- [Exercise prompt] Copy each of the entries below faithfully, setting aside any pictures.

- [Input data]
──────────

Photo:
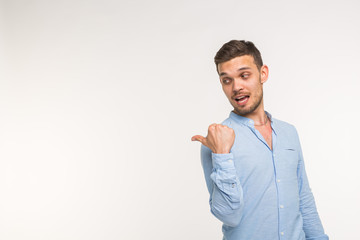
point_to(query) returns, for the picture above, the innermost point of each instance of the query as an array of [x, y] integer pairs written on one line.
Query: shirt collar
[[247, 121]]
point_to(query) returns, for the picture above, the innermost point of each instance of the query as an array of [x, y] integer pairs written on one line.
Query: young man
[[253, 163]]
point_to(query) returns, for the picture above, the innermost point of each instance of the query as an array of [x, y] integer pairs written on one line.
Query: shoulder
[[284, 127]]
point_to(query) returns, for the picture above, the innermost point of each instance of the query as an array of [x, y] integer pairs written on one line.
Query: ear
[[264, 73]]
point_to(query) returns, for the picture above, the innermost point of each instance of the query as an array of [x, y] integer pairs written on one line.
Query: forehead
[[234, 65]]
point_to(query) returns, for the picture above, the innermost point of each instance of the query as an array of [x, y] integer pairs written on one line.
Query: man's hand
[[220, 138]]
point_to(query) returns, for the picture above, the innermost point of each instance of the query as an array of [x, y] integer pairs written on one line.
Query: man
[[253, 163]]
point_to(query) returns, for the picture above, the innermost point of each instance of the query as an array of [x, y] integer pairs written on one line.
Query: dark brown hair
[[238, 48]]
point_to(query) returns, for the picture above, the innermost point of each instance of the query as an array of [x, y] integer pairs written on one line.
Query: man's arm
[[311, 221], [220, 174], [226, 196]]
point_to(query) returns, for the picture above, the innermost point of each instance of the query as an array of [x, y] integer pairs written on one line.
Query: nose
[[237, 85]]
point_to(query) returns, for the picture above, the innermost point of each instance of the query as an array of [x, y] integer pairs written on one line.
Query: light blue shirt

──────────

- [Output for this task]
Photo:
point_to(query) returns, for the picture above, the innermost point of each instance of the query as an array of [x, y] integer pairs written on one line.
Query: shirt collar
[[247, 121]]
point_to(query) returns, for the picture above, the innermost point of each instance of the query as an array of [x, y] integer pairs written on one line.
Query: young man
[[253, 163]]
point_to(query) returns, for the picture above, the innermost point of each instance of the query as an array of [x, y] integer pairs written on one line.
Query: shoulder
[[284, 127]]
point_to(query) returns, for the picture above, the innermost point of each instance of the query as an array of [x, y] integer pairs written on one line.
Query: ear
[[264, 73]]
point_to(query) returns, for the picture above, the innermost point of each instance of the query as an array of [x, y] integer pairs written on one line.
Query: forehead
[[234, 65]]
point_to(query) returns, for the picture above, the innermost point of each instance of the query as an array of [x, y] integer pairs written on one line.
Query: man's hand
[[220, 138]]
point_to(query) returns, for the picture above, the innermost point of each instance of the query as an array of [x, y] integer pairs written on one line.
Query: man
[[253, 163]]
point_to(query) returns, for the picture above, the innermost point of each instance of the query as an array of [x, y] integer pairs written on one line.
Query: dark brown hair
[[238, 48]]
point_to(query) returns, for the picture above, the innermost point of each instance of the query as an array of [x, y] integer pairs written on one line.
Query: man's arm
[[311, 221], [220, 174], [226, 196]]
point_to(query) returns, for the picture above, the innermost point of each instance of the query as an array of [x, y] integer pairs written on one line.
Query: nose
[[237, 85]]
point_to(query) returns, for the picture above, the innermost point of each instance of the query as an array of [x, y] integer pairs written on one line.
Query: light blue shirt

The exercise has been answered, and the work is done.